TEXT SEGMENT Start Marker

How to Grow Chilli Peppers

, written by Jeremy Dore gb flag

Yellow chili peppers

Hot chili peppers are something I have always had mixed success with.  Usually I grow plenty of sweet peppers with a few chili plants on the side. Yet despite trying several varieties over the past few years I have rarely managed to get much heat out of home grown peppers.  Growing here in the UK does mean they take longer to ripen and need extra care and attention.  Still, the results were disappointing – plenty of peppers but where was the heat?

To diagnose this lack of heat in peppers I contacted our expert, Barbara Pleasant, who says that cool, damp weather can take the heat out of some chili peppers and there can be a lot of variation, even in seeds from the same seed packet.  This would certainly account for my previous experience. 

Peppers can also cross-pollinate with each other very easily as insects move between them.  Many people believe that cross pollination between sweet and hot peppers is what causes lack of heat.  However the genes from each plant will only be mixed in the seeds inside the peppers, affecting the next generation - the peppers themselves will stay true to the original plant.  So, this year I set out to grow the two types of peppers in dryer, hotter conditions from a different supplier of seed and, hey presto, I have chili peppers with fiery heat!

Chili pepper

If there is one tip you need to know about growing peppers it is this: they hate getting cold.  Most of the important growing advice stems from this one fact:

  • Peppers should be started off with indoor warmth, away from draughts.  I use a heated propagator at about 18 °C (64 °F) and sow three or four into 3 inch pots of seed compost.  This can be done in late winter or very early spring as they take time to germinate and grow.
  • After 4 – 6 weeks of good growth they will need re-potting into individual pots.  Because peppers have quite small root systems they don’t like a lot of cold compost around them, so I usually wait until they are at least 5cm (2 inches) tall.  After another 4-6 weeks I transplant them into 6-8 inch pots that will become their final homes, just adding a layer of extra compost later on.
  • Once the weather warms up they can be gradually introduced to the outside temperatures.  To keep them happy, I always take some time to gradually harden them off.
  • In cooler climates such as the UK I find it necessary to grow peppers in the shelter and warmth of a greenhouse.  Without this they tend to just sit in the ground doing very little and certainly not bothering to produce fruit.
  • Even within a greenhouse the peppers do much better when raised up on staging.  Down at ground level they succumb to cold air and are easily crowded out by other plants.  My best peppers always come from pot-grown plants in the prime sunny spots on my greenhouse bench.
  • To get your peppers to ripen and produce a good crop, see our recent article on The Long Wait for Ripe Peppers.  There Barbara Pleasant reveals the vital tips that will get your plants pollinated, your peppers ripening and a bumper crop from a few plants.
Chilies drying
Chillies drying

Hot peppers come in a whole range of varieties: Cayenne, Anaheim, Ancho and Jalapeno types to name but a few.  Even within these types there are huge variations on how hot the peppers will be, so unless you are partial to burn-your-mouth sensations it is wise to consult seed catalogs very carefully before choosing varieties.  I have had particular success with a standard ‘Hot Cayenne’ variety this year but many people also recommend ‘Hungarian Hot Wax’ and ‘Apache’.

TEXT SEGMENT End Marker
DATASET EXTRACT Start Marker

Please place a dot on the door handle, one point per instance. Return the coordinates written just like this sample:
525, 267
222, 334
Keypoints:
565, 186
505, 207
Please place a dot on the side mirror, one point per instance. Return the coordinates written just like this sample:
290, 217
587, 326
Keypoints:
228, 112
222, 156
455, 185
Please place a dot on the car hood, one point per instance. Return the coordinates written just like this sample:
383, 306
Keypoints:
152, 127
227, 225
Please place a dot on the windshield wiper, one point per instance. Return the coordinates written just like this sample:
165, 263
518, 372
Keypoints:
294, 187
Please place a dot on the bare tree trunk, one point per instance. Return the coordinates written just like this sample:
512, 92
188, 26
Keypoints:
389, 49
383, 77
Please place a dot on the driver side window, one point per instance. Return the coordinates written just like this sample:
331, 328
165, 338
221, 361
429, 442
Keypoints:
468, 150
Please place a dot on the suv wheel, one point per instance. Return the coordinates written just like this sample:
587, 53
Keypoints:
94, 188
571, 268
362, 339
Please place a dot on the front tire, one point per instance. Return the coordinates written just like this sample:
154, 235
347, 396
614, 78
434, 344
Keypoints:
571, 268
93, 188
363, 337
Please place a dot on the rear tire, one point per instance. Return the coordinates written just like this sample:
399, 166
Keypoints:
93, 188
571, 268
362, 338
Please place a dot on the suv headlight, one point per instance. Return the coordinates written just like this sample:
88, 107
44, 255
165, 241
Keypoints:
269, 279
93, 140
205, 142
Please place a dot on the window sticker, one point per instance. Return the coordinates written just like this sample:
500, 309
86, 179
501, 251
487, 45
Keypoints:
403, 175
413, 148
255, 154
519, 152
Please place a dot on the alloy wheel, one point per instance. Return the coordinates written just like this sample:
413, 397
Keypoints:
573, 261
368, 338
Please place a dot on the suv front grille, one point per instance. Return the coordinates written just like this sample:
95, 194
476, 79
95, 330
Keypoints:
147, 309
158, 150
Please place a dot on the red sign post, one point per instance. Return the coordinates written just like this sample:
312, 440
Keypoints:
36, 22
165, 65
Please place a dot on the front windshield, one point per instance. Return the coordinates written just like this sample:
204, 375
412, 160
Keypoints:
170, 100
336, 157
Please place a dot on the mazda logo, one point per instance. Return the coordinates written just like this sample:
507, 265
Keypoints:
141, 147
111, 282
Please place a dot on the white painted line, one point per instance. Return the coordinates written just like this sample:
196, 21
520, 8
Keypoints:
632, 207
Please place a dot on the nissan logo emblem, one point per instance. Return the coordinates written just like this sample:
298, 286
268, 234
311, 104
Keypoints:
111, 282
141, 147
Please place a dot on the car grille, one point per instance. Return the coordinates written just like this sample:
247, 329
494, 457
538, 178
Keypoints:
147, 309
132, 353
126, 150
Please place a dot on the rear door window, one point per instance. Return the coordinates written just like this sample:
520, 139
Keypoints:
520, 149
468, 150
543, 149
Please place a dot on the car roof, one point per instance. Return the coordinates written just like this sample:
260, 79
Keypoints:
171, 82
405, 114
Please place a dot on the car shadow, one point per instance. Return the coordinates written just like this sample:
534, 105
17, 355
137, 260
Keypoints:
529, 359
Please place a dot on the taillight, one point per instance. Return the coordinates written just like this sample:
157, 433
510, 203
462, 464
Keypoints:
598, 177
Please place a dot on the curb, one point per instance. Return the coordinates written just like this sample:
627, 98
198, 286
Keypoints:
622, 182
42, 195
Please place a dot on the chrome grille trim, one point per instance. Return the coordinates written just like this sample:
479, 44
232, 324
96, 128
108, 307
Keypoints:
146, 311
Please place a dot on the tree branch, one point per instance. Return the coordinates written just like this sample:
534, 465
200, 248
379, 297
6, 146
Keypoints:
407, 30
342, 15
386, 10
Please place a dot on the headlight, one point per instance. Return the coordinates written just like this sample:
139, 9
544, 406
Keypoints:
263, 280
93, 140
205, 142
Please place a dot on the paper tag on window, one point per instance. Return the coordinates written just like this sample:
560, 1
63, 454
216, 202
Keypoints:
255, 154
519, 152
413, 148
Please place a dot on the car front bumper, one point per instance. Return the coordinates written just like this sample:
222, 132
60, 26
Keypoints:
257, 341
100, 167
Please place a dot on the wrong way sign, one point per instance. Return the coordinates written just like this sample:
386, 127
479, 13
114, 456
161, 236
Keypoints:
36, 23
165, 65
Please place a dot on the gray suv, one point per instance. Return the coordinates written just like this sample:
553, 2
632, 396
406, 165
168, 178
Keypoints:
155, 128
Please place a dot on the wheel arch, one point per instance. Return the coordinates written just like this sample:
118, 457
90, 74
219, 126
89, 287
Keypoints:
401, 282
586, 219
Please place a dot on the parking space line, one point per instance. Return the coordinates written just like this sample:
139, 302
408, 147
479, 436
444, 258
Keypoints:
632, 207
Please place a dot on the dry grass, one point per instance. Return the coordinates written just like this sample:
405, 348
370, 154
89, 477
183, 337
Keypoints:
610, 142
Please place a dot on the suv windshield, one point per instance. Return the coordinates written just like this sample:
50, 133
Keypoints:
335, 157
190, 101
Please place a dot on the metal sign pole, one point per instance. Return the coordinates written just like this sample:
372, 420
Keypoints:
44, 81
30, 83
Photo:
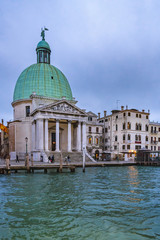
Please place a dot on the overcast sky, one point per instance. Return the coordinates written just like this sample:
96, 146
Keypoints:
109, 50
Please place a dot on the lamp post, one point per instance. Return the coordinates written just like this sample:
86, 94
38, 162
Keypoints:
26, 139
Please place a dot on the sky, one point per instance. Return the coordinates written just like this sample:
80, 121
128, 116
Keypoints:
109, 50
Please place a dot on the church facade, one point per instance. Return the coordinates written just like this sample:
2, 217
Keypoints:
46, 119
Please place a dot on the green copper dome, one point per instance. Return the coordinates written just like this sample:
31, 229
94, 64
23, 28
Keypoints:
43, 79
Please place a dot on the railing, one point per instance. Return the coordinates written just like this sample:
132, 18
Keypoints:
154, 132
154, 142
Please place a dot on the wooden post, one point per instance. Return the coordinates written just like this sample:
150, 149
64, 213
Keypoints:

DATASET EXTRACT End Marker
DATASET EXTRACT Start Marker

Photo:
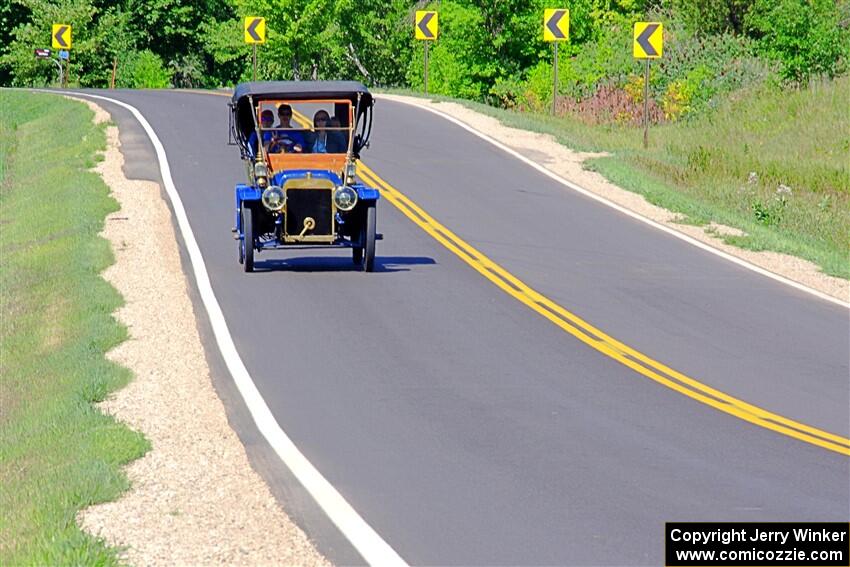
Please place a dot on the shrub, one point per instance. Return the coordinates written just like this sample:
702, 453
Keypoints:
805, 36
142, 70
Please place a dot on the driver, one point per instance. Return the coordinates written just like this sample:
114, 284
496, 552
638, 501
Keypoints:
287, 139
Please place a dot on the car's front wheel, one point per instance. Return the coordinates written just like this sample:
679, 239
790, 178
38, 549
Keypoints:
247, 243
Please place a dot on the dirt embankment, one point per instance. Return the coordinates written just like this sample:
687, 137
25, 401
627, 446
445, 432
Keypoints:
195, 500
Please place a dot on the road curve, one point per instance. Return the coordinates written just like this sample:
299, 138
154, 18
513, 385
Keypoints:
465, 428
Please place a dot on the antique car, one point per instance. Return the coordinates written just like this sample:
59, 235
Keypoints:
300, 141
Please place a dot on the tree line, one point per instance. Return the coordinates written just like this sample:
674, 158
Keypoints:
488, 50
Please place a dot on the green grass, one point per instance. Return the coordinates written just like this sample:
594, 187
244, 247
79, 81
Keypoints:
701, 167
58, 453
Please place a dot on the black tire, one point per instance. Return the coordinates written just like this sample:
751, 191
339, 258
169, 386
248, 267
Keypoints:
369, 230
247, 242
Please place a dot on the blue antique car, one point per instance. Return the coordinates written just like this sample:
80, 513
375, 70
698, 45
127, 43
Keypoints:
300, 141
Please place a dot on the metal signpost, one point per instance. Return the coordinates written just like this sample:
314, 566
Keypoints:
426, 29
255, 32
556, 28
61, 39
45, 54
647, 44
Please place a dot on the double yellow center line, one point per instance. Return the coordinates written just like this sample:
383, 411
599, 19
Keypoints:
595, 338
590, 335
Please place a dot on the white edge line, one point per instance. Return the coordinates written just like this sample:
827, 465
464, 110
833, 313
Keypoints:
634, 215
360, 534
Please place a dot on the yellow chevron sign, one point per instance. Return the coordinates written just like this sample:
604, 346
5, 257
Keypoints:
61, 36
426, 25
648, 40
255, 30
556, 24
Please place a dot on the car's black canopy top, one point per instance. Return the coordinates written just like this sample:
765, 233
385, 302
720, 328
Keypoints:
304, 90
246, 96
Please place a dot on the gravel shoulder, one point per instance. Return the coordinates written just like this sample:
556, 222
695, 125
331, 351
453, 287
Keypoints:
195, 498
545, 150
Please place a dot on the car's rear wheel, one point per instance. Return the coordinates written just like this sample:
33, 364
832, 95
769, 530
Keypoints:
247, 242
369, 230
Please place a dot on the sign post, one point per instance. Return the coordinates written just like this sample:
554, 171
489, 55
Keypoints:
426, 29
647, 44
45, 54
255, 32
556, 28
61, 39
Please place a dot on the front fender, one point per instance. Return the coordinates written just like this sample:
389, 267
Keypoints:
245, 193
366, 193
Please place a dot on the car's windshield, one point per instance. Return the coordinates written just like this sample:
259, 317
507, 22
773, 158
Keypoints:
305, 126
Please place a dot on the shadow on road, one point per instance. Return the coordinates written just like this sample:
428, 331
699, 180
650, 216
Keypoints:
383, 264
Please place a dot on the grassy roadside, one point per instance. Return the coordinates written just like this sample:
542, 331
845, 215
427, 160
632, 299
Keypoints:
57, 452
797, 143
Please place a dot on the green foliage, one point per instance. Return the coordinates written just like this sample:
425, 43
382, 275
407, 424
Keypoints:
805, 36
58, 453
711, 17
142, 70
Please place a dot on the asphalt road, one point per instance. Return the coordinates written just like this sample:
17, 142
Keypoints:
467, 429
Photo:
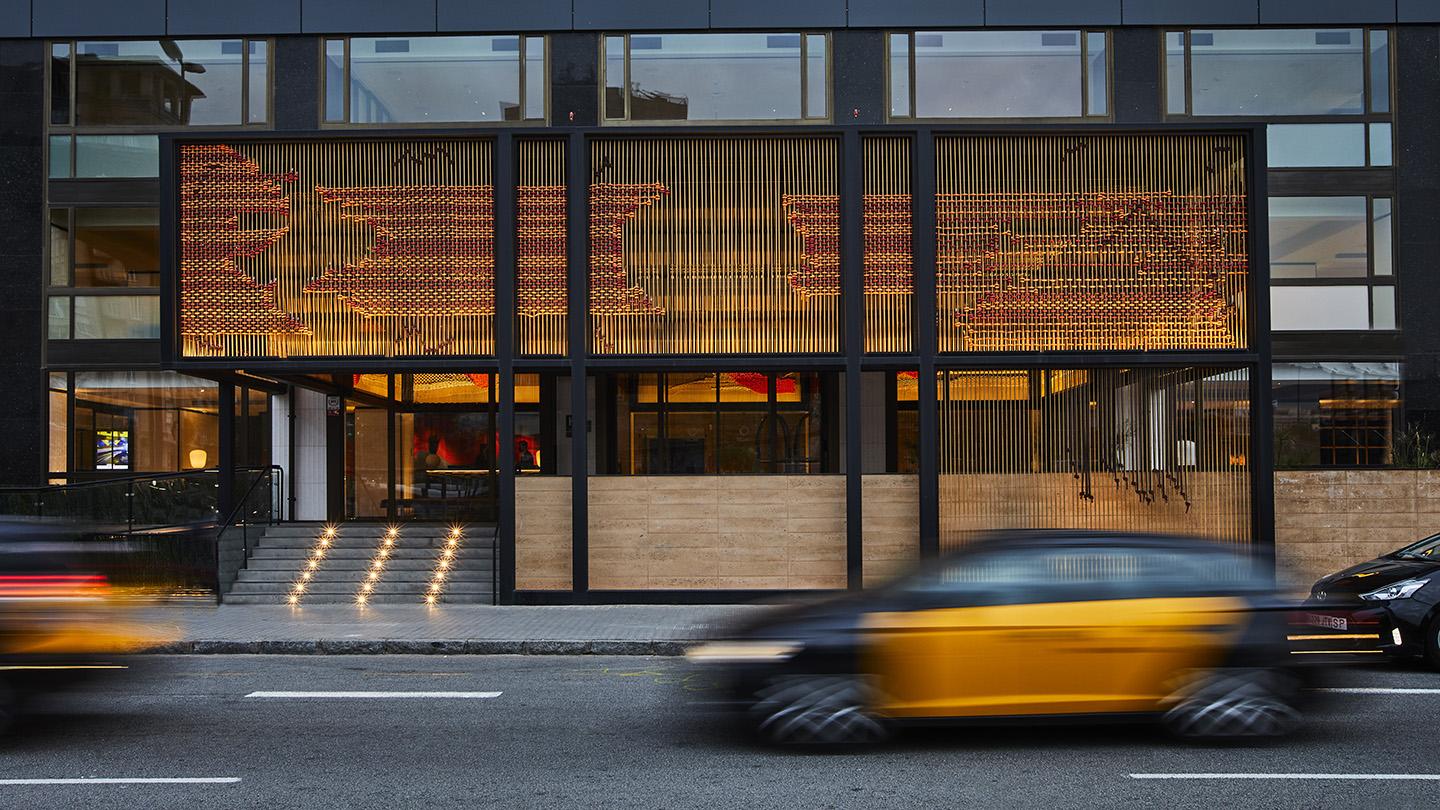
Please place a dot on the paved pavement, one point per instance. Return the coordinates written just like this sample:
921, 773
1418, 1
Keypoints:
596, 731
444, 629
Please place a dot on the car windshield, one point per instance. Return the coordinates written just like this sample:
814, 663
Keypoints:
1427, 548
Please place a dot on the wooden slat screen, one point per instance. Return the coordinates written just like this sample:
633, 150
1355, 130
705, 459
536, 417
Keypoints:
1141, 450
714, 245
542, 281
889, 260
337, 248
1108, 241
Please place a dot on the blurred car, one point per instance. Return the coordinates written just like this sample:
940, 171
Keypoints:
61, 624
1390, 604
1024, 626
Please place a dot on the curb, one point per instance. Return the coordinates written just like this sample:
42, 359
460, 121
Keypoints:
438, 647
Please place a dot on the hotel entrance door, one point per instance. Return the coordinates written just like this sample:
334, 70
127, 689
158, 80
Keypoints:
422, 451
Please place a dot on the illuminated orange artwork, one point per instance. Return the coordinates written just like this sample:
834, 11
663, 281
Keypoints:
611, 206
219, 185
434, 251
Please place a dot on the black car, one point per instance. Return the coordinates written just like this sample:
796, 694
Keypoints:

DATASET EXTRACT End Marker

ACTIVITY LIST —
a) Print the portion of the chili pepper article that opens with the words containing "Hot chili peppers" and closes with "my previous experience.".
b) In the chili pepper article, at what temperature does the writer keep the heated propagator when starting peppers?
c) List the types of hot pepper that the chili pepper article names as examples of the range of varieties.

YOUR WRITTEN ANSWERS —
a)
Hot chili peppers are something I have always had mixed success with.  Usually I grow plenty of sweet peppers with a few chili plants on the side. Yet despite trying several varieties over the past few years I have rarely managed to get much heat out of home grown peppers.  Growing here in the UK does mean they take longer to ripen and need extra care and attention.  Still, the results were disappointing – plenty of peppers but where was the heat?

To diagnose this lack of heat in peppers I contacted our expert, Barbara Pleasant, who says that cool, damp weather can take the heat out of some chili peppers and there can be a lot of variation, even in seeds from the same seed packet.  This would certainly account for my previous experience.

b) About 18 °C (64 °F).

c) Cayenne, Anaheim, Ancho, Jalapeno